La dependencia de los jefes políticos que establecía este reglamente para el servicio, y que Ahumada combatiría hasta hacerla desaparecer contrastaba con el limitado recurso que alcaldes y jueces podían hacer a esta fuerza, siempre a través de dichos jefes políticos o de sus delegados. Por el contrario, el criterio del jefe de la fuerza sería el determinante a la hora de elegir el medio para restablecer el orden en caso de que se viera alterado, antes de llegar a las armas, que en último recurso podían usarse para hacer valer el imperio de la ley. El artículo 37 del reglamento concedía a la Guardia Civil la trascendental función de instruir sumarias y atestados sobre la comisión de delitos, de donde vendría en mayor medida la autoridad de sus miembros.
En cuanto al reglamento militar, impulsado y concebido por el inspector general, y por consiguiente muy en línea con su personal concepto del cuerpo, regulaba todo lo relativo a instrucción, organización, reclutamiento, ascensos, disciplinas y obligaciones militares del guardia civil. Remachaba la dependencia del ministerio de la Guerra, y se concedía a la Inspección General la facultad de «establecer y perfeccionar el servicio privilegiado e interesante» a que se dedica el cuerpo, para concluir en «una vigilancia rigurosa acerca de la observancia del reglamento, así como su servicio especial». Únicamente la Inspección General sería la competente para entenderse con los ministerios de la Guerra y Gobernación «en la parte que a cada uno competa». El régimen interior estaría en todo marcado por las ordenanzas generales del ejército, primero y, después, por «lo que para su servicio especial y privativo», le marcase el reglamento especial dictado al efecto.

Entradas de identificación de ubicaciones
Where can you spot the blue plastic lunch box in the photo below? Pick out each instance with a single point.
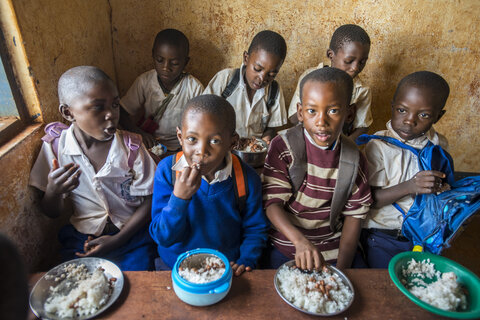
(202, 294)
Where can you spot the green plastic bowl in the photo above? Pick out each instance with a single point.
(464, 276)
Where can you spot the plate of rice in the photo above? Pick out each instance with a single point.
(437, 284)
(77, 289)
(321, 293)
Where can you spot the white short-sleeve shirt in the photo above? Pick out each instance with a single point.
(146, 93)
(361, 96)
(115, 191)
(252, 118)
(388, 166)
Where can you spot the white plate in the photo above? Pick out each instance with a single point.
(41, 290)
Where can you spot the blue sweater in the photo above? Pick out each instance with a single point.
(211, 219)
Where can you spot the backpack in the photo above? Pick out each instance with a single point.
(272, 94)
(347, 170)
(434, 219)
(53, 131)
(240, 186)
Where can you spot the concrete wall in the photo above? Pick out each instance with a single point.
(407, 36)
(57, 35)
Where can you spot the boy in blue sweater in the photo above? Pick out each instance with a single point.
(197, 198)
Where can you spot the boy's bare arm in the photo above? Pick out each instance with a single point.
(348, 242)
(107, 243)
(307, 256)
(423, 182)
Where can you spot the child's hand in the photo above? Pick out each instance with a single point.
(239, 269)
(97, 247)
(187, 182)
(427, 182)
(307, 256)
(64, 179)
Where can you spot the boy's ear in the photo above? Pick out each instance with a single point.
(179, 136)
(299, 112)
(440, 114)
(330, 54)
(66, 113)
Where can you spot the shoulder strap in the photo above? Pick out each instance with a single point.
(53, 131)
(227, 92)
(240, 185)
(272, 94)
(347, 174)
(295, 142)
(133, 141)
(175, 159)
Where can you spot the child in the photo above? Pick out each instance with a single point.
(394, 172)
(349, 48)
(108, 182)
(303, 228)
(202, 208)
(157, 97)
(255, 96)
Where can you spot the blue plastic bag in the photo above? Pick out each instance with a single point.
(433, 220)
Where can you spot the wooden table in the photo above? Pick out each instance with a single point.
(149, 295)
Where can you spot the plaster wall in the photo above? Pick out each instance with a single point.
(407, 36)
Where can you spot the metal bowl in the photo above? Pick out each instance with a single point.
(254, 159)
(41, 290)
(332, 269)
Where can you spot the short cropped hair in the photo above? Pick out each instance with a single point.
(329, 74)
(172, 37)
(213, 105)
(78, 80)
(436, 86)
(269, 41)
(348, 33)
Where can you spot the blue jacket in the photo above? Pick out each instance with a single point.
(211, 219)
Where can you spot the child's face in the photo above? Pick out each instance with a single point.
(205, 141)
(414, 112)
(323, 111)
(261, 67)
(95, 111)
(351, 57)
(169, 61)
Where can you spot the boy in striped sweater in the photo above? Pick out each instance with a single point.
(301, 218)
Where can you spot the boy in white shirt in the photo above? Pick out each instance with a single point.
(257, 99)
(89, 165)
(157, 98)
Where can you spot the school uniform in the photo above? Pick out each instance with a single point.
(361, 96)
(147, 94)
(389, 166)
(309, 208)
(251, 118)
(105, 200)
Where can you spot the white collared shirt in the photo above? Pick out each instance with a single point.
(252, 118)
(146, 93)
(114, 191)
(388, 166)
(220, 175)
(361, 96)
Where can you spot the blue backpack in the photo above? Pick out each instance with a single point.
(434, 219)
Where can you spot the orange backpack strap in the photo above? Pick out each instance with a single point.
(175, 159)
(240, 186)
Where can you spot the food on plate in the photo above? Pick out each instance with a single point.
(78, 292)
(250, 145)
(320, 292)
(431, 286)
(211, 269)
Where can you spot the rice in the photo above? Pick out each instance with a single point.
(317, 292)
(439, 290)
(212, 269)
(78, 293)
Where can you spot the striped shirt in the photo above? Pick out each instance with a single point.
(309, 208)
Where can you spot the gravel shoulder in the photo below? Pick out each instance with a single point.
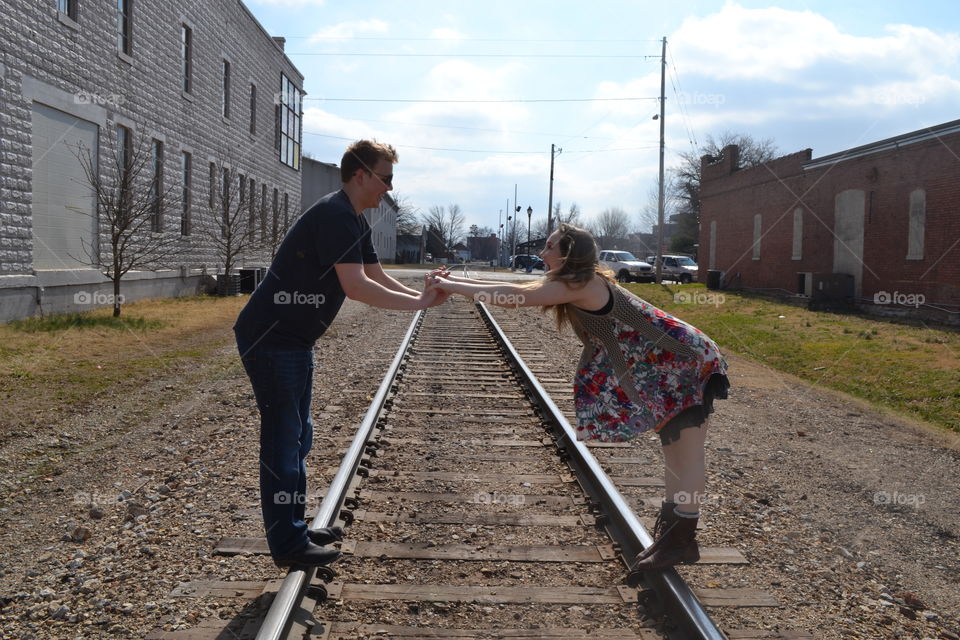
(848, 515)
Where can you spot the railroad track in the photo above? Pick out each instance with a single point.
(472, 512)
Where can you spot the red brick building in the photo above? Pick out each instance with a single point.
(886, 213)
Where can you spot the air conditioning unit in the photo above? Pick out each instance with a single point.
(805, 283)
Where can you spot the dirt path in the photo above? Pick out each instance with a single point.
(848, 515)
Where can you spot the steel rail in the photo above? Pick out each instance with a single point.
(291, 590)
(622, 524)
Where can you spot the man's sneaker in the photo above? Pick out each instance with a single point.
(325, 535)
(310, 555)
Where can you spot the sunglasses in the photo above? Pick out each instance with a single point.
(387, 180)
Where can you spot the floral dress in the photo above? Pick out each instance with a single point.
(664, 381)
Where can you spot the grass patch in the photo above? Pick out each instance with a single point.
(83, 321)
(51, 365)
(910, 369)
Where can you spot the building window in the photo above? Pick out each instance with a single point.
(125, 26)
(225, 201)
(225, 100)
(918, 224)
(68, 8)
(289, 115)
(263, 213)
(276, 216)
(213, 186)
(124, 149)
(253, 109)
(186, 56)
(756, 236)
(185, 196)
(253, 207)
(797, 233)
(156, 188)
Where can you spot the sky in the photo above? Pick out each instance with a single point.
(472, 94)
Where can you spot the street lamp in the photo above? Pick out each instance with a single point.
(529, 213)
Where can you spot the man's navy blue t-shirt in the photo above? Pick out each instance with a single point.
(301, 293)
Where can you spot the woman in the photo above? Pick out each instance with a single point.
(641, 369)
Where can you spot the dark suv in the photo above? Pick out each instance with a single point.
(527, 262)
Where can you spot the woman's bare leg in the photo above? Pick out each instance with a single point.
(684, 463)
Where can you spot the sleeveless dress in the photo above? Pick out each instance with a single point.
(662, 367)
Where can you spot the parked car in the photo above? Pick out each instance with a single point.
(676, 267)
(527, 262)
(626, 267)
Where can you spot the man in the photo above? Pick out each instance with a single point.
(326, 256)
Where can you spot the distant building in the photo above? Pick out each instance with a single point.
(886, 215)
(205, 88)
(411, 248)
(483, 247)
(321, 178)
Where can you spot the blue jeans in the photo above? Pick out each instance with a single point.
(282, 382)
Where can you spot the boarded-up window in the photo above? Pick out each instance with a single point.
(918, 224)
(756, 236)
(797, 233)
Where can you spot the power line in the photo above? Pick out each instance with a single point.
(507, 40)
(691, 137)
(465, 55)
(491, 151)
(479, 101)
(566, 136)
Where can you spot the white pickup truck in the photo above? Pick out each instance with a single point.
(626, 267)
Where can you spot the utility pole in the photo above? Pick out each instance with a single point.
(500, 238)
(663, 99)
(513, 251)
(550, 201)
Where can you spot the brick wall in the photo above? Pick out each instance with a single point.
(887, 175)
(42, 48)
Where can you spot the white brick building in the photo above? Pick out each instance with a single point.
(199, 83)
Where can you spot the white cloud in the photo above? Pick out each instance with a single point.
(446, 33)
(776, 44)
(349, 30)
(460, 80)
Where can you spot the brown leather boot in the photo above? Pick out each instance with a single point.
(677, 545)
(664, 520)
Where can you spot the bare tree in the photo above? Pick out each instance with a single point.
(230, 224)
(685, 180)
(457, 221)
(447, 222)
(611, 227)
(132, 204)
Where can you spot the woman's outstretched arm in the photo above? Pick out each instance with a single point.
(512, 295)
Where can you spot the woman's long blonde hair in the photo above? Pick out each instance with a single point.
(580, 264)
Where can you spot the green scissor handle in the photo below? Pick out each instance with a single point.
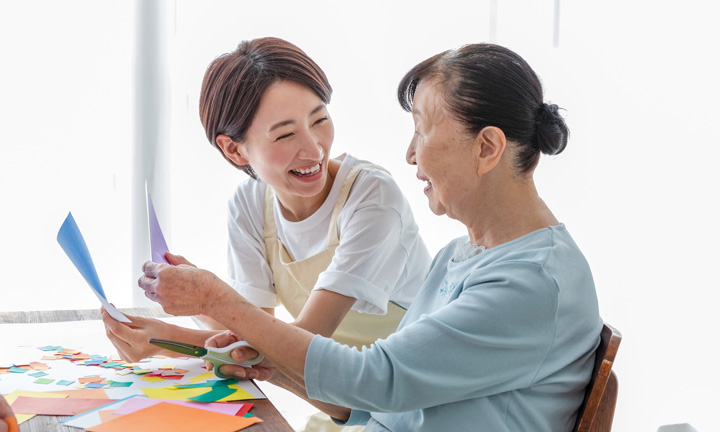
(221, 356)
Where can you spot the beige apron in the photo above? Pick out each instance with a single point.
(294, 280)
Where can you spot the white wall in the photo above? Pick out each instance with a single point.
(636, 186)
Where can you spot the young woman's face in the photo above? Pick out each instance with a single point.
(289, 140)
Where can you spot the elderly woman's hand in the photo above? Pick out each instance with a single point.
(262, 371)
(131, 341)
(182, 289)
(8, 423)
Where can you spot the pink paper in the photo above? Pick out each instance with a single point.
(55, 406)
(138, 403)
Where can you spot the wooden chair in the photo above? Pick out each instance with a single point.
(598, 407)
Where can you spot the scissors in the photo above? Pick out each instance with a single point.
(218, 356)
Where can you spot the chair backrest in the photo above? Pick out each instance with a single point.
(598, 407)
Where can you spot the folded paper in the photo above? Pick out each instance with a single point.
(73, 243)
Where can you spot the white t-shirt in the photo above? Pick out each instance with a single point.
(380, 258)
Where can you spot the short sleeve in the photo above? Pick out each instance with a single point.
(373, 254)
(248, 269)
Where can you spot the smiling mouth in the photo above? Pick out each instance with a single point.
(428, 186)
(307, 172)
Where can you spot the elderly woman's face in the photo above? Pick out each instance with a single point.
(442, 151)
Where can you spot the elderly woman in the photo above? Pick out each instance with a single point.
(502, 334)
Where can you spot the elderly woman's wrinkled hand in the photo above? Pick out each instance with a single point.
(7, 418)
(262, 371)
(181, 289)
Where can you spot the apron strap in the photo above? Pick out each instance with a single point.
(270, 230)
(349, 181)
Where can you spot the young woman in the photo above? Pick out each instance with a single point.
(503, 333)
(332, 240)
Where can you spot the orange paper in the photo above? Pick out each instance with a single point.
(175, 418)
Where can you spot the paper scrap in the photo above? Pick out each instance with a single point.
(176, 418)
(187, 394)
(94, 416)
(213, 395)
(73, 243)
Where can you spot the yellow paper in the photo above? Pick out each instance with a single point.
(153, 379)
(184, 394)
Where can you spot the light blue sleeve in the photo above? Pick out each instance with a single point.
(491, 339)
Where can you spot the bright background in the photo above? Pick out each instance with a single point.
(637, 185)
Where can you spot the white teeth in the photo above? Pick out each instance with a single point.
(308, 171)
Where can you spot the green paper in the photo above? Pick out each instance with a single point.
(213, 395)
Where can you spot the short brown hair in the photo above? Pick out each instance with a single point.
(235, 83)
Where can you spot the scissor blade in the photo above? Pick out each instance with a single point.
(179, 347)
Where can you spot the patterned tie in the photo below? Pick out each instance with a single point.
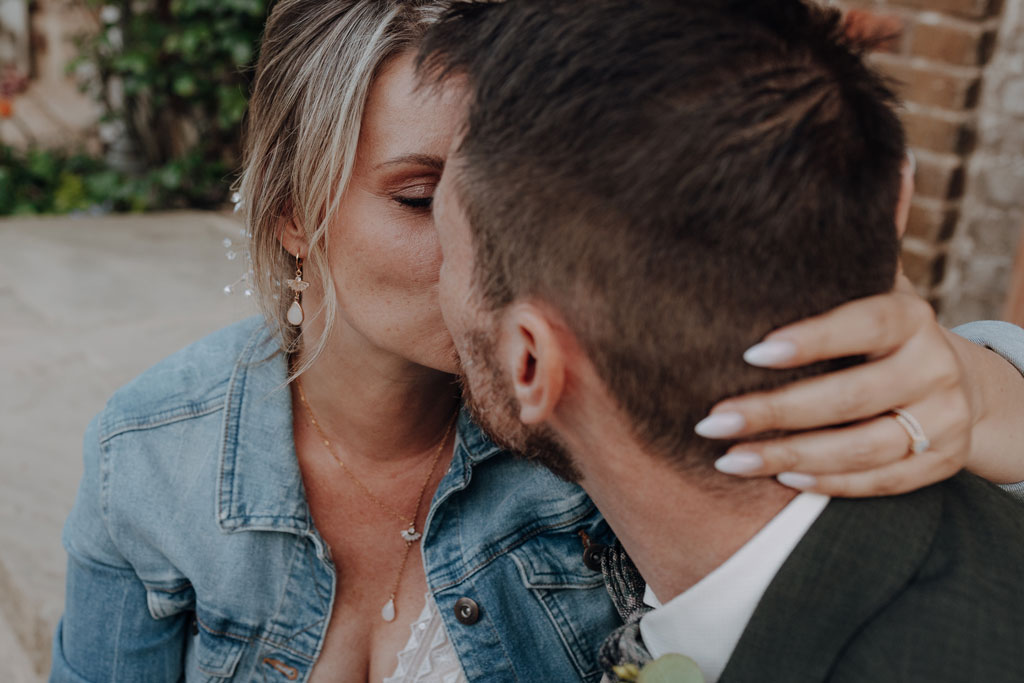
(626, 586)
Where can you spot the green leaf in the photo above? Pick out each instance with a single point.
(671, 669)
(185, 86)
(70, 195)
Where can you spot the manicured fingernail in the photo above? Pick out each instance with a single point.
(721, 425)
(797, 480)
(739, 463)
(770, 353)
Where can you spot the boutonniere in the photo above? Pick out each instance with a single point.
(667, 669)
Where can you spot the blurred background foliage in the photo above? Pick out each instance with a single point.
(172, 78)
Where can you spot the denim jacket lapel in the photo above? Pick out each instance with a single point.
(260, 485)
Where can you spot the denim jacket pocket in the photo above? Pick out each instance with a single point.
(170, 600)
(571, 594)
(218, 645)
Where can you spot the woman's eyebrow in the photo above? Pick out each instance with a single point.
(429, 161)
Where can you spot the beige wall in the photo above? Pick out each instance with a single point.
(52, 112)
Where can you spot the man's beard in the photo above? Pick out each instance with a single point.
(488, 395)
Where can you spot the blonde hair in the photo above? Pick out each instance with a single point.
(316, 65)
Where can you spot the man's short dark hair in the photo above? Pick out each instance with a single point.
(678, 177)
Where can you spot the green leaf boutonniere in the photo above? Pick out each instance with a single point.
(668, 669)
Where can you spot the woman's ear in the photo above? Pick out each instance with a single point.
(293, 238)
(905, 194)
(534, 353)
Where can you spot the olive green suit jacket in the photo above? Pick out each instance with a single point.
(925, 587)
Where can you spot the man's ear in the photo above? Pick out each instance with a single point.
(535, 354)
(293, 238)
(905, 194)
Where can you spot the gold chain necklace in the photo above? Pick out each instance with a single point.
(409, 535)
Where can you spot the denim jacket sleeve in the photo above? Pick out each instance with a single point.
(107, 632)
(1008, 341)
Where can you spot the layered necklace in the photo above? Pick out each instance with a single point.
(409, 531)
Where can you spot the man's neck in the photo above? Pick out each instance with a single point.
(677, 526)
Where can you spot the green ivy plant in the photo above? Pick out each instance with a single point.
(173, 76)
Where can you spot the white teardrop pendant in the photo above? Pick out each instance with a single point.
(295, 315)
(387, 612)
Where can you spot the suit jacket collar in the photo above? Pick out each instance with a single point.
(853, 561)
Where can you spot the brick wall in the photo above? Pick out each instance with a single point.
(949, 55)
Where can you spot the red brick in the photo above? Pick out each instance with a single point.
(925, 270)
(969, 8)
(939, 177)
(945, 134)
(955, 43)
(884, 30)
(932, 86)
(931, 223)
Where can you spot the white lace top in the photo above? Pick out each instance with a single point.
(428, 656)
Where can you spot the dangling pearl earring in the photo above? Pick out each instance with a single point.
(295, 314)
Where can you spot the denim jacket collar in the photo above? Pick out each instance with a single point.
(259, 489)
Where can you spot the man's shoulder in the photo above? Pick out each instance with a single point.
(961, 614)
(921, 587)
(188, 382)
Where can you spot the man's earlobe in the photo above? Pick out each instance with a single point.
(537, 359)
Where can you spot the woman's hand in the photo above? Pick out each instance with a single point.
(914, 365)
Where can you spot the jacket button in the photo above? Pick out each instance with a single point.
(592, 556)
(467, 611)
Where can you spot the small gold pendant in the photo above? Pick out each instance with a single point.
(387, 613)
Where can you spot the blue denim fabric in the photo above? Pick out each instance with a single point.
(193, 554)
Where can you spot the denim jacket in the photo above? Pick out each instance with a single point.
(193, 554)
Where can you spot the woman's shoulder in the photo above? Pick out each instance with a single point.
(189, 382)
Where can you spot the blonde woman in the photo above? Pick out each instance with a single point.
(299, 497)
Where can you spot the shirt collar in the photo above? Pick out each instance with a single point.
(706, 622)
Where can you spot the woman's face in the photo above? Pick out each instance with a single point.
(384, 254)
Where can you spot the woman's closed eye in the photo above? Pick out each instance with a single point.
(419, 198)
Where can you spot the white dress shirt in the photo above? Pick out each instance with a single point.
(706, 622)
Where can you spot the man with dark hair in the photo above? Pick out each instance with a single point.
(642, 190)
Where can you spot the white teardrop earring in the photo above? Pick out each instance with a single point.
(295, 313)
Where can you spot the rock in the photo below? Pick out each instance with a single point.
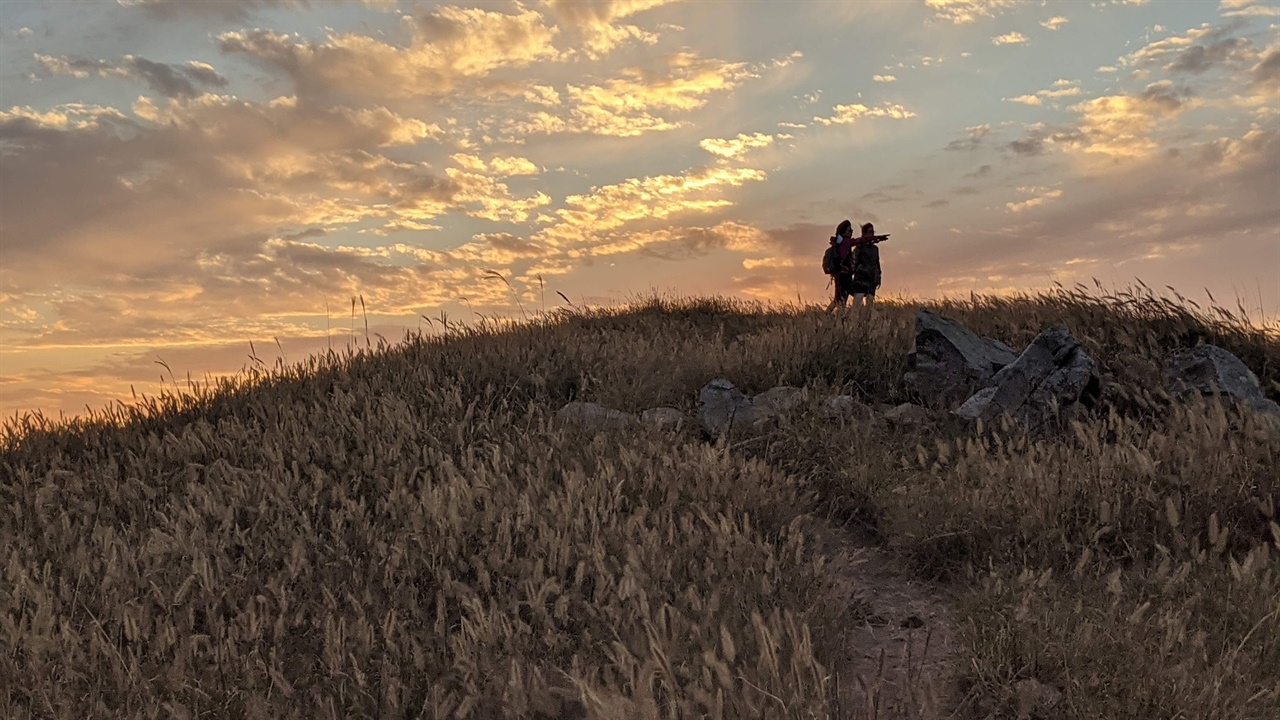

* Requisitos: Según el texto sobre la Guardia Civil, ¿qué función le concedía a este cuerpo el artículo 37 del reglamento? Los registros no tienen relación con el texto sobre la Guardia Civil.

* Respuesta: La función de instruir sumarias y atestados sobre la comisión de delitos.